INSTRUCTION
Copy every line of the records below verbatim, omitting the pictures.

____

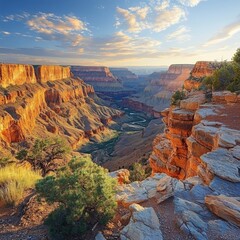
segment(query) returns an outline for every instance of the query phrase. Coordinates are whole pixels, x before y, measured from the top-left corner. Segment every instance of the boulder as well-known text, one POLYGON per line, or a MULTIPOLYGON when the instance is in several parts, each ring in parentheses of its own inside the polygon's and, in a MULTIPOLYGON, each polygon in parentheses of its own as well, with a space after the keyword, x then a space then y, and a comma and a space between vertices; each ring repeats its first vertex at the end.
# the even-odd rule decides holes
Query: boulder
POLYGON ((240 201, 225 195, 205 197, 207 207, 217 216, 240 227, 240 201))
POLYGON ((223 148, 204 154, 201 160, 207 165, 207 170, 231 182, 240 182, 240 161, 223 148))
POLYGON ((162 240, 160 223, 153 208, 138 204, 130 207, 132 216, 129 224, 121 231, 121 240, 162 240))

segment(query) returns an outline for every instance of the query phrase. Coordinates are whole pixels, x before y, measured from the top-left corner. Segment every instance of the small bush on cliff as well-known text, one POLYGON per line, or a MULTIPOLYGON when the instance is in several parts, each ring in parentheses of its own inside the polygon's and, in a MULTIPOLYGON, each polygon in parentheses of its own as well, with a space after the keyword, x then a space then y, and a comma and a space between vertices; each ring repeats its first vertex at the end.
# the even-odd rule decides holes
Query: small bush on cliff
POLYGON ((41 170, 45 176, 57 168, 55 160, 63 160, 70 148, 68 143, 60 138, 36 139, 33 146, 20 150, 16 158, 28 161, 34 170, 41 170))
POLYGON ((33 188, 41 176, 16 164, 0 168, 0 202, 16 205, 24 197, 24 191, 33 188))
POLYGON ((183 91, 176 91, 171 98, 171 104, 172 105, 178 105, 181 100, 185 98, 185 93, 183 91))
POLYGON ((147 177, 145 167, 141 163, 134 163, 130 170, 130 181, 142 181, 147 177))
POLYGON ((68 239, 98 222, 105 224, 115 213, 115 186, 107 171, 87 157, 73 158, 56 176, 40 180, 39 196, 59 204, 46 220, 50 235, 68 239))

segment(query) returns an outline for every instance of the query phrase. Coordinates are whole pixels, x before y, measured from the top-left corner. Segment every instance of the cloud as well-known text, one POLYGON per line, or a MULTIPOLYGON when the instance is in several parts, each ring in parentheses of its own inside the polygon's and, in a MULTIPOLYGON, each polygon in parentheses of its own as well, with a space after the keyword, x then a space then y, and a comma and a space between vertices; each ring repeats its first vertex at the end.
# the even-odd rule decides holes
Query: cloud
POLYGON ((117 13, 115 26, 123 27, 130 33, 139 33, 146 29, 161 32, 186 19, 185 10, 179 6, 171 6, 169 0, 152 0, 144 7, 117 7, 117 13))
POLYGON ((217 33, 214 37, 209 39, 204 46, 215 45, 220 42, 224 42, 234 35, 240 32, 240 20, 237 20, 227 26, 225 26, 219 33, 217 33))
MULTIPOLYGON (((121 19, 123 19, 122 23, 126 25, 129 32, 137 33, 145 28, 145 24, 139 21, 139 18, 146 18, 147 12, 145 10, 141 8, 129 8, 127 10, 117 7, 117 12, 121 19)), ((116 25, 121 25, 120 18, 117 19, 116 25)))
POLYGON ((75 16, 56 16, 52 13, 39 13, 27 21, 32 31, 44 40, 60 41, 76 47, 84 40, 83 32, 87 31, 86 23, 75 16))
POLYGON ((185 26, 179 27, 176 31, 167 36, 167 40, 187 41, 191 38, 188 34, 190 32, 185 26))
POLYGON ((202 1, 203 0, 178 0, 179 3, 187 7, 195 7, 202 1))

____

ANSWER TO THIS EXERCISE
segment(query) returns an outline for every instance of the query phrase. Coordinates are whole pixels, x before y, measured from the top-left corner. Segment every instance of the boulder as well-known text, one POLYGON per line, or a MULTIPOLYGON when the instance is in several parts, each ring in parentheses of its own inside the polygon's and, in a MULTIPOLYGON, each polygon in parentheses of its own as well, with a space after the keyword, x then a space then y, and a comma and a space between vertices; each ring repeats its first vertex at the end.
# the even-odd rule decides holes
Query: boulder
POLYGON ((240 201, 225 195, 205 197, 207 207, 217 216, 240 227, 240 201))
POLYGON ((223 148, 204 154, 201 160, 207 165, 207 170, 231 182, 240 182, 240 161, 223 148))
POLYGON ((162 240, 160 223, 153 208, 138 204, 130 207, 132 216, 129 224, 121 231, 121 240, 162 240))

segment(query) returns an outline for every instance of the query phrase. Coordinates are whole pixels, x before y, measured from the top-left corner. Segment every instance of the small bush on cliff as well-known text, one POLYGON per line, or a MULTIPOLYGON when the instance is in several parts, each ring in parentheses of its own inside the polygon's and, in a MULTIPOLYGON, each polygon in parentheses of its own as well, with a space after the keyword, x then a space then y, and a comma and a space between vertices; each ring repeats its first vertex at the end.
# the even-odd rule decides holes
Query: small bush on cliff
POLYGON ((41 170, 45 176, 57 168, 55 160, 63 160, 70 148, 68 143, 60 138, 36 139, 33 146, 20 150, 16 158, 28 161, 34 170, 41 170))
POLYGON ((33 188, 41 176, 16 164, 0 168, 0 202, 16 205, 24 197, 24 191, 33 188))
POLYGON ((183 91, 176 91, 171 98, 171 104, 172 105, 178 105, 181 100, 185 98, 185 93, 183 91))
POLYGON ((147 177, 145 167, 141 163, 134 163, 130 170, 130 181, 142 181, 147 177))
POLYGON ((68 239, 98 222, 105 224, 115 213, 115 186, 107 171, 87 157, 73 158, 56 176, 40 180, 39 196, 59 204, 46 220, 50 235, 68 239))

segment(query) returns an outline for every instance of the query phrase. Coordinates are whole pixels, x before y, measured from the top-left corner. Segment every instance of the cloud as well-known text, one POLYGON per line, or a MULTIPOLYGON when the instance is in several parts, each ring in parentheses of its own inside the polygon's and, in a MULTIPOLYGON, each polygon in parentheses of its own as well, with a space after the keyword, x then a space then y, and a comma and a space between vertices; each ring repeats its first vertex at the end.
# the even-odd rule decides holes
Query: cloud
POLYGON ((117 13, 115 26, 123 27, 130 33, 139 33, 146 29, 161 32, 186 19, 185 10, 179 6, 171 6, 169 0, 152 0, 144 7, 117 7, 117 13))
POLYGON ((217 33, 214 37, 209 39, 204 46, 215 45, 220 42, 224 42, 234 35, 240 32, 240 20, 237 20, 227 26, 225 26, 219 33, 217 33))
MULTIPOLYGON (((121 19, 123 19, 122 23, 126 25, 129 32, 137 33, 145 28, 145 24, 139 21, 139 18, 146 18, 147 12, 145 10, 141 8, 129 8, 127 10, 117 7, 117 12, 121 19)), ((116 25, 121 25, 120 18, 117 19, 116 25)))
POLYGON ((75 16, 56 16, 52 13, 39 13, 27 21, 32 31, 44 40, 60 41, 76 47, 84 40, 83 32, 87 31, 86 23, 75 16))
POLYGON ((185 26, 179 27, 176 31, 167 36, 167 40, 187 41, 191 38, 188 34, 190 32, 185 26))
POLYGON ((202 1, 203 0, 178 0, 179 3, 187 7, 195 7, 202 1))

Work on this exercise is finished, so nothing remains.